#### Problem details:
Output every one of the following lines verbatim, with no changes.

Records taken from a data source:
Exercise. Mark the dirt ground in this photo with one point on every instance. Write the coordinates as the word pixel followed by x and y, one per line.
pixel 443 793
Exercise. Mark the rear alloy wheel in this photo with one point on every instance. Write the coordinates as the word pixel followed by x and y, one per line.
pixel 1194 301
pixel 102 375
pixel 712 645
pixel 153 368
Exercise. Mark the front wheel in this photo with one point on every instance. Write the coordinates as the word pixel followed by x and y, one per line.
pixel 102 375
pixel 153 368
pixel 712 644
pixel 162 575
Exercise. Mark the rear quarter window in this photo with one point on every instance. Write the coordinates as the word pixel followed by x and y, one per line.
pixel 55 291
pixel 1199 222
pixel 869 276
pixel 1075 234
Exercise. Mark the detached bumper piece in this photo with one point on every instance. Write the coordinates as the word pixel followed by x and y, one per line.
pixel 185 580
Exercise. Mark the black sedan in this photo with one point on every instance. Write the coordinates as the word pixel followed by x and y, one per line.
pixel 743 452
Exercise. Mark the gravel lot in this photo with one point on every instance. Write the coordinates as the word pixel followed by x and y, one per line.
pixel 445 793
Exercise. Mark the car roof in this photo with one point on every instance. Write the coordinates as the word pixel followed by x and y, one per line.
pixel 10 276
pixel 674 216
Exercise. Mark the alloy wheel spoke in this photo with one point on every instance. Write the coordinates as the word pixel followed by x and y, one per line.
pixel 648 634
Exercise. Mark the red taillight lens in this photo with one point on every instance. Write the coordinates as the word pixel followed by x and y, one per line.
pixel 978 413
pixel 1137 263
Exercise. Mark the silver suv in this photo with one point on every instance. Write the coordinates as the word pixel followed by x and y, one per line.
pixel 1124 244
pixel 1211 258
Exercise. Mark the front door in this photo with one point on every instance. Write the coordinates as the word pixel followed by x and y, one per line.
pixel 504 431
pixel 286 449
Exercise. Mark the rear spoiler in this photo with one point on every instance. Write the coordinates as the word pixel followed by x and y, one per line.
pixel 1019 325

#### Expected answer:
Exercise. Mark the dirt ground in this photo with one point on every instance. Write the coordinates as the word pixel followed by x and y, one per line.
pixel 443 793
Exercise. Mark the rear alloy wheel in this photo with one point on every instance. Write the coordinates as the word pixel followed by x and y, one per line.
pixel 1194 301
pixel 102 375
pixel 712 645
pixel 153 368
Exercise. Mark the front wheel in this photo with one point on every instance. Write the coordinates as the word pixel followed by x and y, one per line.
pixel 102 375
pixel 153 368
pixel 712 644
pixel 162 575
Exercise. Mark the rear quarter window in this photo with one point on every instance. Write the coordinates as the word pixel followed by x and y, one per line.
pixel 55 291
pixel 1199 222
pixel 869 276
pixel 1075 234
Exercise. Mark the detached bumper piece in this photo with one point on every instance. Write the coordinates as the word pixel followed by x and y, one per line.
pixel 185 580
Exercise. Mark the black sedan in this photo with one point on every instance. Write the coordinates as the word pixel followed by x and y, one per line.
pixel 743 452
Exercise. Mark the gravel lot in this photo with one point on every instance. Write the coordinates as the word pixel followed by x and y, one per line.
pixel 445 793
Exercise. Mark the car roof in this photo with one point on every instance. Write the coordinates as the word pixel followed by x and y, one per line.
pixel 10 276
pixel 674 216
Exercise. Mark the alloy wheel spoke in this photo with one point on every instance. Write the coordinates as the word pixel followed by x and y, one per line.
pixel 648 634
Exercise. Mark the red taillight lens in this photo with one point on every instance. Write the coordinates as the word pixel followed by x and y, one per line.
pixel 978 413
pixel 1137 263
Exercise. Mark the silver suv in this photo with one point on every instance. Write the coordinates as the word pixel followed by x and y, one per line.
pixel 1124 244
pixel 1211 258
Exercise. Mark the front door in this photo with one point on every instance. Write the coordinates as the word pixel followed by x and y, one per line.
pixel 504 431
pixel 286 449
Exercise. Mark the rear spoiler in this photo with one point on every instance. Write the coordinates as the word pixel followed by x and y, one per line.
pixel 1019 325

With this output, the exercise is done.